→ Task to complete
Retype each entry below exactly as it stands.

----- Dataset -----

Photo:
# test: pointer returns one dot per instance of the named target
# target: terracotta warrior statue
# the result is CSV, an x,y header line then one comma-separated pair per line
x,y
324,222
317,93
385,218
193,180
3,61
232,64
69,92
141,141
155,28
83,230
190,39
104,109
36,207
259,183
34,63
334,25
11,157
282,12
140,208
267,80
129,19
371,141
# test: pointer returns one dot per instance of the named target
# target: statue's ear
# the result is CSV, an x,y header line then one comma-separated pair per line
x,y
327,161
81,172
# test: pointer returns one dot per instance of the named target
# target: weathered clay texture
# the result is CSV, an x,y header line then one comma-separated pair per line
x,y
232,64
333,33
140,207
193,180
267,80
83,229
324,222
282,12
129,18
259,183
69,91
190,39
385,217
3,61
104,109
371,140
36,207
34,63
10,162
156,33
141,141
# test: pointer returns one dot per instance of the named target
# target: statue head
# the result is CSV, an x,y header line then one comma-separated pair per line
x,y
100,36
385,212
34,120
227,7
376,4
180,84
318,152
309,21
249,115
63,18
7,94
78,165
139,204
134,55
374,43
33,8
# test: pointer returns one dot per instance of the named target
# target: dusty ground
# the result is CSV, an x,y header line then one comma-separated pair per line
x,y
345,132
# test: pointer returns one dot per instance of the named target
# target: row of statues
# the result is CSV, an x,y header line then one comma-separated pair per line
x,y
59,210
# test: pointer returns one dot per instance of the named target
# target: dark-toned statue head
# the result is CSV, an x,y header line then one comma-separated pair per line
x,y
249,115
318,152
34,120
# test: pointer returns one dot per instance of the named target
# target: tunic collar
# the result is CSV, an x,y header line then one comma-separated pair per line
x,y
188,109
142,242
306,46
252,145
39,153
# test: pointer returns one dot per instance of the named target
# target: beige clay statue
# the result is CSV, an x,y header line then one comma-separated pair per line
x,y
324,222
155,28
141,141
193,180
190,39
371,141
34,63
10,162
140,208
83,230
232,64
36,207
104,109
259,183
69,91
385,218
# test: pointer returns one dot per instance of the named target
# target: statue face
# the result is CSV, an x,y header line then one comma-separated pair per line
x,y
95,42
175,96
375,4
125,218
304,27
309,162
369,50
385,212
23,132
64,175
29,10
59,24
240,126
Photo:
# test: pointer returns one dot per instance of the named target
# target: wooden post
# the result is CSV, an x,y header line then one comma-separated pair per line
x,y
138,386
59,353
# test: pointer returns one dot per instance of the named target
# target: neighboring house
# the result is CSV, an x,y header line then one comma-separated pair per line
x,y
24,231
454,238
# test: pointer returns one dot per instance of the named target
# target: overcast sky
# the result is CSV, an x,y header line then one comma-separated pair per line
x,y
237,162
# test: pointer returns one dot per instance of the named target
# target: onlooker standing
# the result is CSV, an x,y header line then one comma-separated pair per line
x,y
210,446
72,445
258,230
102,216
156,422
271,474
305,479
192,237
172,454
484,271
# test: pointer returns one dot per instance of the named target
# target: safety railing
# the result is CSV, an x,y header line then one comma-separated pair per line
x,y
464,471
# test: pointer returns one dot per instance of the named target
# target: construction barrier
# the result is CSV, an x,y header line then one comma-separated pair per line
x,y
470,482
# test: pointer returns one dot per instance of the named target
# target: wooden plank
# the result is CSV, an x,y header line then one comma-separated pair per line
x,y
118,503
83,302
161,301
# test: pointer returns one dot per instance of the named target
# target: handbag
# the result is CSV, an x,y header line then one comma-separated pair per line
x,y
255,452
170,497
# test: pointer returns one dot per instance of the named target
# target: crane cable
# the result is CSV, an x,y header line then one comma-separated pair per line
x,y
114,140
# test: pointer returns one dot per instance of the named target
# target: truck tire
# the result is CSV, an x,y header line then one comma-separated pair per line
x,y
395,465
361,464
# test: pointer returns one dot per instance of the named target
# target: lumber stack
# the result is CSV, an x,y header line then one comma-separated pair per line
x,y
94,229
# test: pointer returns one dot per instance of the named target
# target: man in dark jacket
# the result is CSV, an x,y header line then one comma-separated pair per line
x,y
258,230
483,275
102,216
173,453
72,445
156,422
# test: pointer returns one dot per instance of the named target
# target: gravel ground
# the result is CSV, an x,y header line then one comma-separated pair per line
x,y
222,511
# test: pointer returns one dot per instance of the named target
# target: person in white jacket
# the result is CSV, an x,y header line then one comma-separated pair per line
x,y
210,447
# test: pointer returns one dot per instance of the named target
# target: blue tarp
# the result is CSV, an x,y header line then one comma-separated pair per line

-----

→ Reply
Photo:
# test: pointer returns one dot per instance of the named target
# target: terracotta warrior statue
# the result is CSV, an x,y header line then one comma-separated pair per line
x,y
324,222
317,93
385,218
193,180
3,61
232,64
69,92
141,141
155,28
83,230
190,39
104,109
36,207
259,183
34,63
334,25
11,157
282,12
140,208
267,80
129,19
371,141
# test: pointer returns one dot per instance of the named target
# target: statue's ear
# the result is CSV, an x,y header line then one comma-separated pair per line
x,y
327,161
81,172
# test: pointer returns one dot per instance of the named target
# target: weathered clay texture
# the result is CSV, an x,y header line then one comma-separated pair per line
x,y
232,64
333,33
140,207
193,180
267,80
83,229
324,222
282,12
129,18
259,183
69,91
190,39
385,217
3,61
104,109
371,140
36,207
34,63
10,162
156,33
141,141
# test: pointer returns one dot per instance of the named target
# target: statue head
# the result is CSV, an x,y header line then one comma-separated pair per line
x,y
100,36
385,212
34,120
227,7
376,4
180,84
318,152
309,21
249,115
63,18
7,94
78,165
139,204
134,55
374,43
33,8
# test: pointer returns one dot per instance of the named target
# target: dusty ground
# the result is CSV, an x,y header line then one comma-separated pair per line
x,y
345,132
# test: pointer returns one dot per instance of the named target
# target: row of statues
# the result is CSV, an x,y header line then one comma-separated pair per line
x,y
59,210
# test: pointer returns one dot per instance of the named target
# target: dark-toned statue head
# the result is CSV, an x,y header line then one comma-separated pair per line
x,y
249,115
318,152
34,120
# test: pointer returns one dot per instance of the named target
# target: tunic collar
# the result is CSV, an x,y header line then one comma-separated pair per line
x,y
188,109
142,242
306,46
252,145
39,153
# test: pointer returns one dot per instance of the named target
# target: beige clay statue
# the result is CSV, an x,y header line then one comma-separated pair per line
x,y
324,222
155,28
141,141
193,180
190,39
371,141
34,63
10,162
140,208
83,230
232,64
36,207
104,109
259,183
69,91
385,218
# test: pointer returns one dot per instance of the named target
# target: statue face
# the result is CSV, an x,y header line then one comma-separated pair per line
x,y
95,42
175,96
375,4
125,218
304,27
309,162
369,50
385,212
23,132
64,175
29,10
59,24
240,126
Photo:
# test: pointer returns one dot per instance of the named target
# target: wooden post
# the result is CSV, an x,y header line then one comma-separated pair per line
x,y
138,386
59,353
# test: pointer returns one dot per instance of the named target
# target: neighboring house
# the result is CSV, an x,y header line then one comma-separated pair per line
x,y
24,231
454,238
# test: pointer returns one dot per instance of the named target
# target: overcast sky
# the result is CSV, an x,y header line then one comma-separated pair per line
x,y
237,162
# test: pointer returns one dot per instance of the named target
# target: onlooker standing
# the result is CSV, an x,y header line then one comma-separated pair per line
x,y
210,446
72,445
258,230
102,216
156,422
271,474
305,479
192,237
172,454
484,271
# test: pointer returns one dot per instance of the named target
# target: safety railing
# the result is CSV, an x,y header line then one comma-separated pair per line
x,y
464,471
# test: pointer returns one dot per instance of the named target
# target: construction barrier
# the result is CSV, an x,y header line then one comma-separated pair per line
x,y
470,482
# test: pointer returns one dot per instance of the named target
# target: wooden plank
# the result is CSV, an x,y header line then one comma-separated pair per line
x,y
118,503
83,302
161,301
# test: pointer returns one dot per instance of the named target
# target: handbag
# the result is CSV, an x,y header line then one comma-separated pair per line
x,y
255,452
170,497
# test: pointer returns one dot per instance of the named target
# target: crane cable
# the result is CSV, an x,y header line then one comma-separated pair per line
x,y
114,140
# test: pointer returns one dot per instance of the named target
# target: truck tire
# the result is CSV, an x,y header line then one comma-separated pair per line
x,y
395,465
361,464
# test: pointer returns one dot per instance of the named target
# target: lumber stack
# the result is CSV, an x,y header line then one comma-separated pair per line
x,y
94,229
# test: pointer returns one dot per instance of the named target
# target: man in dark jacket
# the result is CSV, an x,y header line then one comma-separated pair per line
x,y
258,230
483,275
102,216
173,453
72,445
156,422
# test: pointer returns one dot per instance of the named target
# target: gravel ground
# the result is CSV, an x,y header line then one comma-separated pair per line
x,y
222,511
# test: pointer returns one dot per instance of the named target
# target: person in white jacket
# the result is CSV, an x,y header line then one comma-separated pair per line
x,y
210,447
# test: pointer returns one dot per instance of the named target
# target: blue tarp
# the result is CSV, an x,y header line then one comma-separated pair per line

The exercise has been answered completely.